------ EXCERPTED RECORDS
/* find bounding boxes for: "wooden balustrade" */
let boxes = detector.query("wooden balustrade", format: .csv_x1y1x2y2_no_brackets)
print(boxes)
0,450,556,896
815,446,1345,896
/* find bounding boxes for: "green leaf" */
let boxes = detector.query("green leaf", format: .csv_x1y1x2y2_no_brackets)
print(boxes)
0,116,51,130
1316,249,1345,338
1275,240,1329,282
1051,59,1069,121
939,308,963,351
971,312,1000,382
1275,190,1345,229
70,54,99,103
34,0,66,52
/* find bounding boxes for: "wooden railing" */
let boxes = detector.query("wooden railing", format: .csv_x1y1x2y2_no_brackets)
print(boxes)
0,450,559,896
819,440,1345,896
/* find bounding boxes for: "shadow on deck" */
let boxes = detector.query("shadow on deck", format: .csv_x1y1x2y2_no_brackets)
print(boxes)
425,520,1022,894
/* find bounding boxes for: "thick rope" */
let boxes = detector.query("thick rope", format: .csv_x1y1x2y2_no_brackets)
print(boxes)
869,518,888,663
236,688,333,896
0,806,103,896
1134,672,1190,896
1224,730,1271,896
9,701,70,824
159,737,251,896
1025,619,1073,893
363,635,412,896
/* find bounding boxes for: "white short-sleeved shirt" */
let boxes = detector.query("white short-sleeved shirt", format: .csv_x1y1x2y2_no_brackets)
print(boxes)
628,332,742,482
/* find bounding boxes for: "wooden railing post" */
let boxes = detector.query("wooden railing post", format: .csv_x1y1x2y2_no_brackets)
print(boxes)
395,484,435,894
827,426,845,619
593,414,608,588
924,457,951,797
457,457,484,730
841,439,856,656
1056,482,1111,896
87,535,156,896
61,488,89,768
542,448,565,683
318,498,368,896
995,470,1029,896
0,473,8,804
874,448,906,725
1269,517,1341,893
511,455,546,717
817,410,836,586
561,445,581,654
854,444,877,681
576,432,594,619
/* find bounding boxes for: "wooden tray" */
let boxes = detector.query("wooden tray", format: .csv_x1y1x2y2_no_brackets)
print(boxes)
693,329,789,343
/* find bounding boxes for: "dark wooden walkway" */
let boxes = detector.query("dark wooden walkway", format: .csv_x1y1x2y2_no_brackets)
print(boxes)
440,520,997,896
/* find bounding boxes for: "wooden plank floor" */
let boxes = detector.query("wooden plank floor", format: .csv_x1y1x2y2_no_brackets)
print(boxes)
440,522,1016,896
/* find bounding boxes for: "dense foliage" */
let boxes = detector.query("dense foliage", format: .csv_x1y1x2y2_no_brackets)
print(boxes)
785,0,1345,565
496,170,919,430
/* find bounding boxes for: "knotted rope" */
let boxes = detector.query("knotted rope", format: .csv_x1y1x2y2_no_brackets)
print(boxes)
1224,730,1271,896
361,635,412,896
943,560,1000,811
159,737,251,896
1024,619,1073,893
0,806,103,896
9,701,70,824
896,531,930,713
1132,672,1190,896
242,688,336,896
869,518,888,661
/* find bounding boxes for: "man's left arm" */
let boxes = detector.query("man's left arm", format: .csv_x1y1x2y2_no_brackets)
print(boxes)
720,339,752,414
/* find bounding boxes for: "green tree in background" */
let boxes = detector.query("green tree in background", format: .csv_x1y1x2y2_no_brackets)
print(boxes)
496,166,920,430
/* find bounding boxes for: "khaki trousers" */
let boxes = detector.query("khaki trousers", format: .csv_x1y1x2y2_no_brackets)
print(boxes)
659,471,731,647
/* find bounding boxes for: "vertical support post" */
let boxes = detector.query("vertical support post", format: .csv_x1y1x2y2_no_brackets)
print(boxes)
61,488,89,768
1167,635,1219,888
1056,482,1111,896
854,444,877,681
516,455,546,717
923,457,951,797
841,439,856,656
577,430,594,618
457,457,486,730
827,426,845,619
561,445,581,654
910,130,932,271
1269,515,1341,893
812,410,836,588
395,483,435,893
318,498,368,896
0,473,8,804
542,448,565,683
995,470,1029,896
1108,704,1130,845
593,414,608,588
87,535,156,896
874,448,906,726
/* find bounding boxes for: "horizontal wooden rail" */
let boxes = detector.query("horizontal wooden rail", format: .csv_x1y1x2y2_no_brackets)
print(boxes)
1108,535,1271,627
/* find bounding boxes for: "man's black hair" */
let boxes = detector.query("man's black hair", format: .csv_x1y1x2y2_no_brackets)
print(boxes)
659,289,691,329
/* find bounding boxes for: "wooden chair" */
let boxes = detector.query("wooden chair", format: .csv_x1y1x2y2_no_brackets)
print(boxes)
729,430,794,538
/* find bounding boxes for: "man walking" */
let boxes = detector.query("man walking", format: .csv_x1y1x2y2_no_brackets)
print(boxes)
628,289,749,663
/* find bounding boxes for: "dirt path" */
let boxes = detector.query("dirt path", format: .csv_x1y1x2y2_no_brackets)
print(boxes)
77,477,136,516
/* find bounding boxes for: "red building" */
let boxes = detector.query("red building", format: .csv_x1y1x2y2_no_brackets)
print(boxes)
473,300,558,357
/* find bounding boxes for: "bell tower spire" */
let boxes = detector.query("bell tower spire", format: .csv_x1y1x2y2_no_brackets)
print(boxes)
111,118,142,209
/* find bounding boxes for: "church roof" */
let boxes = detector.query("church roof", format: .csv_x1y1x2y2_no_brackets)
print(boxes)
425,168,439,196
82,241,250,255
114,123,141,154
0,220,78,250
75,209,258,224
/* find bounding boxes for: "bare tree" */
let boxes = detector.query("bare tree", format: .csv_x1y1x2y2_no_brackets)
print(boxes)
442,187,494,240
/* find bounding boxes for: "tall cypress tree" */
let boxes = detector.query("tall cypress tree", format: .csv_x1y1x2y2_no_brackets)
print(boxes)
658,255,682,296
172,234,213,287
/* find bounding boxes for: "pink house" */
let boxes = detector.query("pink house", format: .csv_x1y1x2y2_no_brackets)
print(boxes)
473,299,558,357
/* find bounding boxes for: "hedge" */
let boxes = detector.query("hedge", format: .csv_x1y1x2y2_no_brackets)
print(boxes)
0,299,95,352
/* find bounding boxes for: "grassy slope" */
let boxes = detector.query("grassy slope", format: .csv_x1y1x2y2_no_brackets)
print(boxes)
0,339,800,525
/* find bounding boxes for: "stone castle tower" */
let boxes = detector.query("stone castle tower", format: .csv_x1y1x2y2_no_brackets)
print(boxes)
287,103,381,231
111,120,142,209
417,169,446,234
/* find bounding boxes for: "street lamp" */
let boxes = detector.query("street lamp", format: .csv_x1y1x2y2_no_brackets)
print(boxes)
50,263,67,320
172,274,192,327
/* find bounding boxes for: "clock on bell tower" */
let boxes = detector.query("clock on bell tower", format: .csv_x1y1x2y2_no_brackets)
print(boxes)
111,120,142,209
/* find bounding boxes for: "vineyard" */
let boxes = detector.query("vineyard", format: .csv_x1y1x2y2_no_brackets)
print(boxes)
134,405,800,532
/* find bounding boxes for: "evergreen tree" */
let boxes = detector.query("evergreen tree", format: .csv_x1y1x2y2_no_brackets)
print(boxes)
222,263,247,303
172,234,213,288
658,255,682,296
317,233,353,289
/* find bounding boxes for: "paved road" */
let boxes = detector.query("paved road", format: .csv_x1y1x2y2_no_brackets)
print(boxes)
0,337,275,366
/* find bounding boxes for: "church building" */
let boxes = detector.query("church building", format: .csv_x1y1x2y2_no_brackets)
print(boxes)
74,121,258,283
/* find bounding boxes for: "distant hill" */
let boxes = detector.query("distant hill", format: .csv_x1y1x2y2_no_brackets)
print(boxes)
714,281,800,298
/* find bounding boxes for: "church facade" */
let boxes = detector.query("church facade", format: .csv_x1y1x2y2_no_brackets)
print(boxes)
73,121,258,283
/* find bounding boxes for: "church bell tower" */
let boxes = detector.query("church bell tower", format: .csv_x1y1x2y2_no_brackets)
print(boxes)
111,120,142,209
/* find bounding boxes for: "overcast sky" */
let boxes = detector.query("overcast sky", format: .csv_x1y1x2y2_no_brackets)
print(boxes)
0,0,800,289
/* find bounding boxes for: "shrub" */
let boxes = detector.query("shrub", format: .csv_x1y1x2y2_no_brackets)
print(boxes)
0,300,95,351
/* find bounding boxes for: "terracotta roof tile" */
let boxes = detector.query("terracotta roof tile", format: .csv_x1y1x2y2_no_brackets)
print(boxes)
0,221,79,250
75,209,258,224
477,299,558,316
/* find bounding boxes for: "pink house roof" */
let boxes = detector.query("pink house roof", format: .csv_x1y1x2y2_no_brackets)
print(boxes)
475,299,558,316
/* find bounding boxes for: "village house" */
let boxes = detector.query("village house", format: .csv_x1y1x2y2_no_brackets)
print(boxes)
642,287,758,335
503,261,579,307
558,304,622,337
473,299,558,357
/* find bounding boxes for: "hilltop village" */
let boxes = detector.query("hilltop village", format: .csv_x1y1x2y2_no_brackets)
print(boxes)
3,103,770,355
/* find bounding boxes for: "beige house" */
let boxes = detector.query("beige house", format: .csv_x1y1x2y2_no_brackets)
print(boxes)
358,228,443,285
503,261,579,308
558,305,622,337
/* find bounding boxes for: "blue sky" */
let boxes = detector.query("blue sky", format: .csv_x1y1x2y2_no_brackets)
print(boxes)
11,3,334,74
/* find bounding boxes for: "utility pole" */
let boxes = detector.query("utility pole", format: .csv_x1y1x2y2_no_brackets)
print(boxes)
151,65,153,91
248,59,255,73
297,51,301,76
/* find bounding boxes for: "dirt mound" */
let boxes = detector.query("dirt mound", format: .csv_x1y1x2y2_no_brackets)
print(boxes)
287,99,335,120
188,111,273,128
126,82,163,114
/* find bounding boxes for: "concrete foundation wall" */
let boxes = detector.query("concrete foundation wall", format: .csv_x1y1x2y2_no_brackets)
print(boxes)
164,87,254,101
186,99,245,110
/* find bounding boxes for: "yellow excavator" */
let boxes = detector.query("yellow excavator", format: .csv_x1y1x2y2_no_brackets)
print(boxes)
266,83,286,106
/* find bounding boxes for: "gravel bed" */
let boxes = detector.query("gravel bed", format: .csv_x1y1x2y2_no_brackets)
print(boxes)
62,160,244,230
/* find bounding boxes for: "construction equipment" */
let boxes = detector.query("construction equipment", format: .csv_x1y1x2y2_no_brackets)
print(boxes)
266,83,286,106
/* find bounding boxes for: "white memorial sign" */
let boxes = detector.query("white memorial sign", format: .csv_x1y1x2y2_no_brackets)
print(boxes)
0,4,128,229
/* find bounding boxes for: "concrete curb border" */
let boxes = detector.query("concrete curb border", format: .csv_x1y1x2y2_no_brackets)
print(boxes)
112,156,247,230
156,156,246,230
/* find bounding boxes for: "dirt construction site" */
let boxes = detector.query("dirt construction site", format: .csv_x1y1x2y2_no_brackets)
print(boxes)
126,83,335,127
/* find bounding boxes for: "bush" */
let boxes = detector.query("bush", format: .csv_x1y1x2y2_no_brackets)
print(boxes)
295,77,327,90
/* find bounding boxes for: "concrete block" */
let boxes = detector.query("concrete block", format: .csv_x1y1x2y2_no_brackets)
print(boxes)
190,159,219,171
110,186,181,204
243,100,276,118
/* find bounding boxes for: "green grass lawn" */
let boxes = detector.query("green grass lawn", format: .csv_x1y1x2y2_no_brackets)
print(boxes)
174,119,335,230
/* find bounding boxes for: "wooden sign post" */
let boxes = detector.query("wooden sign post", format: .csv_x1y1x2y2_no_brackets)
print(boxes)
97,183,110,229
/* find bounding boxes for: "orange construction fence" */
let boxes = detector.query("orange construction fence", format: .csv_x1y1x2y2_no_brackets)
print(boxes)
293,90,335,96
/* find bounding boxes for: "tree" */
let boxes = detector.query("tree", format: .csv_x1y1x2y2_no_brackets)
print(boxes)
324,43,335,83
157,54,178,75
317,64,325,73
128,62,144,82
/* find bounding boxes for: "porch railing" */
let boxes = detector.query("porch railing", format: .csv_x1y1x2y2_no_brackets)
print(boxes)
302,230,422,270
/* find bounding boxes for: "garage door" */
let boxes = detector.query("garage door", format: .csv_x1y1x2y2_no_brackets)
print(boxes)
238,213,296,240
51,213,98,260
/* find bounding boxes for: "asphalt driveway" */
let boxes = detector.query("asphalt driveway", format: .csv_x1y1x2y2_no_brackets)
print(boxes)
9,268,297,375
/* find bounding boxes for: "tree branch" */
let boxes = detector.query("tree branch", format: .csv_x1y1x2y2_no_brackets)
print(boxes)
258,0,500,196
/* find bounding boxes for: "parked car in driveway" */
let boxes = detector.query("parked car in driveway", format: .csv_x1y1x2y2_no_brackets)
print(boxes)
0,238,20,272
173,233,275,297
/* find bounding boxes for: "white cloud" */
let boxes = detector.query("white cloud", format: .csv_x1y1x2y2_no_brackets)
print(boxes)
------------
PROBLEM :: Edit the entries from the beginning through the line that contains "425,520,1022,894", replacing "shadow on deck" with "shadow on floor" wherever it occurs and leaving everything else unchanged.

SOLVED PROBLEM ::
/* find bounding boxes for: "wooden balustrade" */
let boxes = detector.query("wooden balustrade", format: .csv_x1y1x2y2_no_brackets)
print(boxes)
0,450,556,896
815,446,1345,896
/* find bounding boxes for: "green leaf" */
let boxes = detector.query("green leaf", format: .csv_x1y1x2y2_no_brackets)
print(boxes)
0,116,51,130
1316,249,1345,338
1275,240,1329,282
1051,59,1069,121
939,308,963,351
971,312,1000,382
1275,190,1345,229
70,54,99,103
34,0,66,52
/* find bounding boxes for: "wooden railing" */
let boxes = detector.query("wooden railing", format: .csv_x1y1x2y2_no_brackets)
print(boxes)
0,450,559,896
819,440,1345,896
/* find bounding boxes for: "shadow on floor" */
let boxes = detector.query("shadow on floor", format: .csv_x1y1x2y2_no_brackets)
print(boxes)
425,520,1022,894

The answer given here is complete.